**Task goal:**
Rewrite each of the items below, substituting "Locate" for every occurrence of "Localize" and keeping all other text unchanged.

# START OF Records

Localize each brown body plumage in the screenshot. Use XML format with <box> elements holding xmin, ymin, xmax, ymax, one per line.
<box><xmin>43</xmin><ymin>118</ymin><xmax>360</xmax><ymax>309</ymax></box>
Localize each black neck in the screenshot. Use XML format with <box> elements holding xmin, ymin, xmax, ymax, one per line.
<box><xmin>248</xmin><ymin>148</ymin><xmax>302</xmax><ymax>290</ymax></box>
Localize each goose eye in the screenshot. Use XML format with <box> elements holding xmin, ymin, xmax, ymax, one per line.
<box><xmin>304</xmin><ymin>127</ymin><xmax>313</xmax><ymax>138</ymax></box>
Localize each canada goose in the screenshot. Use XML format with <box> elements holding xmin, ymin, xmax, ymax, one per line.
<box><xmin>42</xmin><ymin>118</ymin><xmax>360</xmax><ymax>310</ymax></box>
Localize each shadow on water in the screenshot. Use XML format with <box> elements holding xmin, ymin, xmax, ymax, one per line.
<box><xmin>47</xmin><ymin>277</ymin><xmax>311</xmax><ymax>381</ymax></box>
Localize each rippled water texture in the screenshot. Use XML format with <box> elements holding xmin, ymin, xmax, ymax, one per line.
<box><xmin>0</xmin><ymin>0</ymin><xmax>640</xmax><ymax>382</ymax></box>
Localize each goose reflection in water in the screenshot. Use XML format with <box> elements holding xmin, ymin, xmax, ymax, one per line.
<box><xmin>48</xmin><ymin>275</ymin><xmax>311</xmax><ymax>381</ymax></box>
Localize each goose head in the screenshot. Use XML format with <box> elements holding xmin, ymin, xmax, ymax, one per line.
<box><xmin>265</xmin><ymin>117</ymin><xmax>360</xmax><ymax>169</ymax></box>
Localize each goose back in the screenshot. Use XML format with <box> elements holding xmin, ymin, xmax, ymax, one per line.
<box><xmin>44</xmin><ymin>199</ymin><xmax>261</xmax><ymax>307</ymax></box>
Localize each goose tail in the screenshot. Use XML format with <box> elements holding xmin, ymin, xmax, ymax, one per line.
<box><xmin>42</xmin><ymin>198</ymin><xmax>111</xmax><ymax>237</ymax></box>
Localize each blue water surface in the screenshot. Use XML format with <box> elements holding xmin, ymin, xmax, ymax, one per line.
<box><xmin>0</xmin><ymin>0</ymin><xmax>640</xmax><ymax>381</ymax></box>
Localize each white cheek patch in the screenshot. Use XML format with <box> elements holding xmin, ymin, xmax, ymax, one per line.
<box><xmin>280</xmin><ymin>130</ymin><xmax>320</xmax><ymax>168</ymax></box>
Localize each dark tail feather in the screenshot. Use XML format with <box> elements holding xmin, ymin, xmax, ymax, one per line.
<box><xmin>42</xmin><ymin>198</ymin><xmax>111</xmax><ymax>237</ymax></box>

# END OF Records

**Correct output:**
Locate each brown body plumage in the screenshot. Use XML format with <box> elements holding xmin, ymin, xmax, ymax, one per line.
<box><xmin>43</xmin><ymin>118</ymin><xmax>360</xmax><ymax>309</ymax></box>
Locate each black neck in the screenshot. Use XML format with <box> elements holding xmin, ymin, xmax, ymax, one per line.
<box><xmin>248</xmin><ymin>148</ymin><xmax>302</xmax><ymax>290</ymax></box>
Locate each goose eye in the screenshot. Use XML format with <box> elements holding xmin, ymin, xmax, ymax, one per line.
<box><xmin>304</xmin><ymin>127</ymin><xmax>313</xmax><ymax>138</ymax></box>
Locate each canada goose in the screenshot. Use XML format with <box> elements holding xmin, ymin, xmax, ymax, one per line.
<box><xmin>42</xmin><ymin>118</ymin><xmax>360</xmax><ymax>310</ymax></box>
Locate each shadow on water in the screenshot. Use XML format with <box> elements holding xmin, ymin, xmax, ymax, one per line.
<box><xmin>47</xmin><ymin>277</ymin><xmax>311</xmax><ymax>381</ymax></box>
Locate each rippled water texture in the screenshot. Use XML format with <box> elements holding xmin, ymin, xmax, ymax, one per line.
<box><xmin>0</xmin><ymin>0</ymin><xmax>640</xmax><ymax>382</ymax></box>
Locate each goose reflection in water in the screenshot. Use XML format with <box> elements holding xmin, ymin, xmax, ymax, one per line.
<box><xmin>48</xmin><ymin>275</ymin><xmax>311</xmax><ymax>381</ymax></box>
Locate each goose head in the screenshot. Use XML format with <box> elements holding xmin, ymin, xmax, ymax, one per line.
<box><xmin>265</xmin><ymin>117</ymin><xmax>360</xmax><ymax>169</ymax></box>
Locate each goose back in the screenshot. Use XML format with <box> elements holding xmin, ymin, xmax, ymax, one per line.
<box><xmin>44</xmin><ymin>199</ymin><xmax>261</xmax><ymax>307</ymax></box>
Locate each goose tail in the screenshot. Use XML format with <box> elements holding xmin, ymin, xmax, ymax, one per line.
<box><xmin>42</xmin><ymin>198</ymin><xmax>111</xmax><ymax>237</ymax></box>
Locate each blue water surface in the screenshot. Use XML format with <box> elements holding xmin, ymin, xmax, ymax, one per line.
<box><xmin>0</xmin><ymin>0</ymin><xmax>640</xmax><ymax>381</ymax></box>
Locate each white cheek patch in the screenshot. Use XML format with <box> elements holding xmin, ymin, xmax, ymax, one per line.
<box><xmin>280</xmin><ymin>130</ymin><xmax>320</xmax><ymax>168</ymax></box>
Locate each dark tail feather in the screenshot. Use XML format with <box> elements holding xmin, ymin, xmax, ymax, one per line.
<box><xmin>42</xmin><ymin>198</ymin><xmax>111</xmax><ymax>237</ymax></box>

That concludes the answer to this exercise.